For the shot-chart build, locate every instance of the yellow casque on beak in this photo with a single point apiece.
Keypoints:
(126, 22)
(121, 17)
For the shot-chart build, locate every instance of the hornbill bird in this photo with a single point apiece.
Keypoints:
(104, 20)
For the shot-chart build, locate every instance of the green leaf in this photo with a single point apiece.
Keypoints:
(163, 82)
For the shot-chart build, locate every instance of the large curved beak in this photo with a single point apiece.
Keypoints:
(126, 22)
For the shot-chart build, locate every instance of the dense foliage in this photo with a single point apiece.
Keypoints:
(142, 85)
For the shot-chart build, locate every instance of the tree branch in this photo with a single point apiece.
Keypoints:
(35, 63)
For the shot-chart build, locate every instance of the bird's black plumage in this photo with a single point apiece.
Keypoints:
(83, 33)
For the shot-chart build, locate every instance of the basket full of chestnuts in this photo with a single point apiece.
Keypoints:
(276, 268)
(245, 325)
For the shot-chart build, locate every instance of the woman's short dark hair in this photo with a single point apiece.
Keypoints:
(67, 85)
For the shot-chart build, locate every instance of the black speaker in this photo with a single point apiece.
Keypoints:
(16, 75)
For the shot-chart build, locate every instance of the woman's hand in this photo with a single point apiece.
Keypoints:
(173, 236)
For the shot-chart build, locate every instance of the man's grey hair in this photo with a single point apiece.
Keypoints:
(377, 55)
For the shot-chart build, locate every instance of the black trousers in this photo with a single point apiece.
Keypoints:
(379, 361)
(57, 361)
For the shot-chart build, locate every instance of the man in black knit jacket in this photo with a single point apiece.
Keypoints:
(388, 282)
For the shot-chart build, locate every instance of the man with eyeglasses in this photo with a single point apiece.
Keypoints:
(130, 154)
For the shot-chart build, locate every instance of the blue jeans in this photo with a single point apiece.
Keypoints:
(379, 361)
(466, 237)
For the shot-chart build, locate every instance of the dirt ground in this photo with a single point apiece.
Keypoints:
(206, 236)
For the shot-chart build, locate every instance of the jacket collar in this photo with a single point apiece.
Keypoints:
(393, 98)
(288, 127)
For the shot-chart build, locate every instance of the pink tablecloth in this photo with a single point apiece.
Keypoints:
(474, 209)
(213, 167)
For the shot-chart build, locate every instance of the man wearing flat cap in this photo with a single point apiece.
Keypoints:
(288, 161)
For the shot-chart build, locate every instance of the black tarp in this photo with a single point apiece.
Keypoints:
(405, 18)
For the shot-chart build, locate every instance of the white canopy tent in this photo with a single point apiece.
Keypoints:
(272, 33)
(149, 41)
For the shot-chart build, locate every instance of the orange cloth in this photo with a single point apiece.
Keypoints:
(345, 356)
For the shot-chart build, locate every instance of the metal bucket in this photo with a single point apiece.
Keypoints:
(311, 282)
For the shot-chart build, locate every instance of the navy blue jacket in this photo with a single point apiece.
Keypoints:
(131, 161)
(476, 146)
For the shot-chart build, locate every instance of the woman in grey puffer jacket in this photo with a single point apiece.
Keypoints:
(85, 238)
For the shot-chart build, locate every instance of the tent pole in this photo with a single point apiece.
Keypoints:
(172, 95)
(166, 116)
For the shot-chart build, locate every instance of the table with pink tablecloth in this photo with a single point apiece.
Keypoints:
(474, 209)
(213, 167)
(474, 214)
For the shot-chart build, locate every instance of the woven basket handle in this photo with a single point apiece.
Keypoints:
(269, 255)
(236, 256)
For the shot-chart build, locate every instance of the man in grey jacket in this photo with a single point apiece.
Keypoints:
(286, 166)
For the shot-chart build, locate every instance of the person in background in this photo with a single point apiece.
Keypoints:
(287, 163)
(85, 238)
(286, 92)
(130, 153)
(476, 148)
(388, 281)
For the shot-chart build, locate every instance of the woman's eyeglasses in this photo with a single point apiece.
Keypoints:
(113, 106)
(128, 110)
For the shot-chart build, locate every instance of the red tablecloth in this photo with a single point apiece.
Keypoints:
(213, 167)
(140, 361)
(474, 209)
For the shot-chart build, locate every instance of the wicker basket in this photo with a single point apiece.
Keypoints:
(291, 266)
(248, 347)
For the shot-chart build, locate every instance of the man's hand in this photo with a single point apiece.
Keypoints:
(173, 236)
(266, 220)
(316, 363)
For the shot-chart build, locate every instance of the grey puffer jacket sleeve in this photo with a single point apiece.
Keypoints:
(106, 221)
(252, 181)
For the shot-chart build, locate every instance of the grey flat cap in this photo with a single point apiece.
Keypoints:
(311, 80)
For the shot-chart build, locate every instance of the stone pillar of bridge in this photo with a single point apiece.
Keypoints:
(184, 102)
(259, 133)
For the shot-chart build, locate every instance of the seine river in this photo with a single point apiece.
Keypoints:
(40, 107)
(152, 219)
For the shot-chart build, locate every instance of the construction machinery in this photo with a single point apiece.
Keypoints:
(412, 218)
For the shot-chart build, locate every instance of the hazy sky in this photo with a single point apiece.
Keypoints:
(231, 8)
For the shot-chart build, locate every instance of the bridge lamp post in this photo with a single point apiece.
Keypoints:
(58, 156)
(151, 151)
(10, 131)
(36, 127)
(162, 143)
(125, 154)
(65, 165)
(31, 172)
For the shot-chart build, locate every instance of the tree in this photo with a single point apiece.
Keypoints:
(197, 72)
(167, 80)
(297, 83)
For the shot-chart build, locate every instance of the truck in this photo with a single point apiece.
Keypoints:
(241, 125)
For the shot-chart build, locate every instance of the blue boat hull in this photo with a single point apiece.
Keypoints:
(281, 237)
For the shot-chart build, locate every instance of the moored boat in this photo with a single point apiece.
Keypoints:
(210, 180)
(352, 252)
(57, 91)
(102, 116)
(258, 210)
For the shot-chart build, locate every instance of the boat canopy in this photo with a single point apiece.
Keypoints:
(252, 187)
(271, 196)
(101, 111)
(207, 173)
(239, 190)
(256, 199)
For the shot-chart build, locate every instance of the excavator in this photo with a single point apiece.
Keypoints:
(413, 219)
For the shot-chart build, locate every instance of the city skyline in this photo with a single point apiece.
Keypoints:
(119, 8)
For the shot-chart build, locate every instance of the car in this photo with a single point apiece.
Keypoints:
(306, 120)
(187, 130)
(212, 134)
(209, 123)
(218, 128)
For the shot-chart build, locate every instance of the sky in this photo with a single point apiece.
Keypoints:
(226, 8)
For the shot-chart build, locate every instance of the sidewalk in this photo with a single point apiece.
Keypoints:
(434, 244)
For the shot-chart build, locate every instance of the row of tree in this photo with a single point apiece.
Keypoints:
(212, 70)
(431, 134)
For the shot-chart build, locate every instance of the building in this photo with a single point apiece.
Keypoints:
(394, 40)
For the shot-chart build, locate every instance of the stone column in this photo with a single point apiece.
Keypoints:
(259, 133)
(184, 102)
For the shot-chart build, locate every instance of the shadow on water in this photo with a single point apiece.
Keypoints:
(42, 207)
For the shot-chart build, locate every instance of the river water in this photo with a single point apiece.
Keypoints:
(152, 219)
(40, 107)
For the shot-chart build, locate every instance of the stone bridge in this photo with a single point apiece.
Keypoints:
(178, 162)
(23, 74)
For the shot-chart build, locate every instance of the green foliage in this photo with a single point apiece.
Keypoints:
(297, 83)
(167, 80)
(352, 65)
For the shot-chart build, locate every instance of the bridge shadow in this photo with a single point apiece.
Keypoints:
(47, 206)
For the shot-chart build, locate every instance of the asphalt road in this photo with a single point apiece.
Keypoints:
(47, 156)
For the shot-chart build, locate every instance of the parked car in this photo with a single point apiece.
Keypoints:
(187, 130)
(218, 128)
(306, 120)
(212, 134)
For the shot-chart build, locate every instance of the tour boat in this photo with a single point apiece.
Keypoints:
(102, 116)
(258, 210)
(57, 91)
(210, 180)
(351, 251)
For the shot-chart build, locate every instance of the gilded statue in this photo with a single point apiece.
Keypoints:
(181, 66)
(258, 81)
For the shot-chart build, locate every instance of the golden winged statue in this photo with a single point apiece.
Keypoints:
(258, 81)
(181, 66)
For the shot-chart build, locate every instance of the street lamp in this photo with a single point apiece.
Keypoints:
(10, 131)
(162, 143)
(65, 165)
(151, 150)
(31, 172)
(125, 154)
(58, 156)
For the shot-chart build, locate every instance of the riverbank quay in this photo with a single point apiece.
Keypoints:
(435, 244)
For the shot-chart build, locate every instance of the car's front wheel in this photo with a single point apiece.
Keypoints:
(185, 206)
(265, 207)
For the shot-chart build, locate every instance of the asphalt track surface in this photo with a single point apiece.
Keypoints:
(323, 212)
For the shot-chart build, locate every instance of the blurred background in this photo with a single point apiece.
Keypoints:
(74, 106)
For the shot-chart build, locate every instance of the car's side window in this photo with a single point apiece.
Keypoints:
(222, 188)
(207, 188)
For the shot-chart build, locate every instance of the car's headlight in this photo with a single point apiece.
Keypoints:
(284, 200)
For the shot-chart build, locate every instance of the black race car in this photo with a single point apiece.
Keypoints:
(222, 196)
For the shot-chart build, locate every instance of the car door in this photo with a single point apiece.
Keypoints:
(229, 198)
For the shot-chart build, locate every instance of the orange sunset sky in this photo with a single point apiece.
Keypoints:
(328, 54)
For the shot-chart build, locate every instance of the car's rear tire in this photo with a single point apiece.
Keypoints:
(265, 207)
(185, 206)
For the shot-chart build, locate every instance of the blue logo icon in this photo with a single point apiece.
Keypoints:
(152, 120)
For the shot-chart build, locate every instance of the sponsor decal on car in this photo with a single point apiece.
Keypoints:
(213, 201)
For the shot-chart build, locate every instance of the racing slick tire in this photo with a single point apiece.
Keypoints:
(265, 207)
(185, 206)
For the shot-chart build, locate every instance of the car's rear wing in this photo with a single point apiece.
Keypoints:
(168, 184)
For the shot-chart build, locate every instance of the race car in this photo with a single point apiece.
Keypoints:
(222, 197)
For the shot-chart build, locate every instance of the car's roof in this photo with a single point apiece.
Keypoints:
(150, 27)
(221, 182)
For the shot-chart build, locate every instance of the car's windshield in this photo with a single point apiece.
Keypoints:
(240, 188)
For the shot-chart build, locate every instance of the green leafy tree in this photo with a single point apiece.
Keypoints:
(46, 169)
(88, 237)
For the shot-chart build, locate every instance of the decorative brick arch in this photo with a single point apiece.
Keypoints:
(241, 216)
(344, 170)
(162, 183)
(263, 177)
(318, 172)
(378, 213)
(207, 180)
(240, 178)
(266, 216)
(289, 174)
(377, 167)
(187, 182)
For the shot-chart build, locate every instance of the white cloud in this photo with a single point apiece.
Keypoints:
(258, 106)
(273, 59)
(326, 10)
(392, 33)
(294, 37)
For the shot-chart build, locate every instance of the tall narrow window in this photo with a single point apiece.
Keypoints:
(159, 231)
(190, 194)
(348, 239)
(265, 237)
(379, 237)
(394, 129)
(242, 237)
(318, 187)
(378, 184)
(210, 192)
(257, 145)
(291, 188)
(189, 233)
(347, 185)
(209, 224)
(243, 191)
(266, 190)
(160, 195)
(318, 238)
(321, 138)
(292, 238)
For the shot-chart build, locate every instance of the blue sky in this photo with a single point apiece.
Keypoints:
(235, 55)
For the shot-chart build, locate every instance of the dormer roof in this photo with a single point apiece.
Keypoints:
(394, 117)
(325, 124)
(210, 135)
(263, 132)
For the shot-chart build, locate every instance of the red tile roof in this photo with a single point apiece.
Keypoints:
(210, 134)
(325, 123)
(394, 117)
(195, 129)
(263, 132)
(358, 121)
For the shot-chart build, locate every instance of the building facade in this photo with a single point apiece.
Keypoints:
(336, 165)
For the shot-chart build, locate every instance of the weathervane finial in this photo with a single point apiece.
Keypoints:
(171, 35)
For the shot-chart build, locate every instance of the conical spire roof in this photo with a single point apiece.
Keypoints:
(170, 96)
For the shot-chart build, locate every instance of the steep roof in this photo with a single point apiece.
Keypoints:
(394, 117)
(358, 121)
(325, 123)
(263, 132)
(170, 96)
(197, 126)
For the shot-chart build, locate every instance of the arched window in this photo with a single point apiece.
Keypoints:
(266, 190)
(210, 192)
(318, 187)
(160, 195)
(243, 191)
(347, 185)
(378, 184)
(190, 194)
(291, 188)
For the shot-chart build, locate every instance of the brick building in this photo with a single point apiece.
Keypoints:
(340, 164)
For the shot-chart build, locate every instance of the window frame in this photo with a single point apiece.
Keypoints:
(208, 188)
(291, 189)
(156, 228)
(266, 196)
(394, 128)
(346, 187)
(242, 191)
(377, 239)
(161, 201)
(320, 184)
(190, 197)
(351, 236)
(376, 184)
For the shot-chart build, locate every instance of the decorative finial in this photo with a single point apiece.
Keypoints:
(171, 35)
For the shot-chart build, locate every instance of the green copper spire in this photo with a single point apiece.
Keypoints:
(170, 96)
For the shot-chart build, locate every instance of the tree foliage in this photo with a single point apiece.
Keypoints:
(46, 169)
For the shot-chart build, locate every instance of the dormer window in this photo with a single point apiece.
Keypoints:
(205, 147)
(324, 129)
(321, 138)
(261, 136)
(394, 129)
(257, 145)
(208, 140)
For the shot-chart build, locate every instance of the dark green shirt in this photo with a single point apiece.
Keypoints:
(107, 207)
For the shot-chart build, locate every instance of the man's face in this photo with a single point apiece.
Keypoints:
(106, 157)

YOUR ASSIGNMENT
Retype only the stretch of lines above starting at the one with "the green leafy" and stopping at the one with "the white cloud", exactly as written, with both kept.

WRITTEN SOLUTION
For the shot-chart build, locate every instance of the green leafy tree in this photo with a single point apiece.
Keypoints:
(46, 169)
(88, 237)
For the shot-chart build, locate every instance of the decorative brick arch in this photo with a single point apiece.
Keypoints:
(241, 216)
(344, 170)
(162, 183)
(263, 177)
(318, 172)
(378, 213)
(207, 180)
(240, 178)
(266, 216)
(289, 174)
(377, 167)
(187, 182)
For the shot-chart build, locate every instance of the white cloud in this photo with a single point apiece.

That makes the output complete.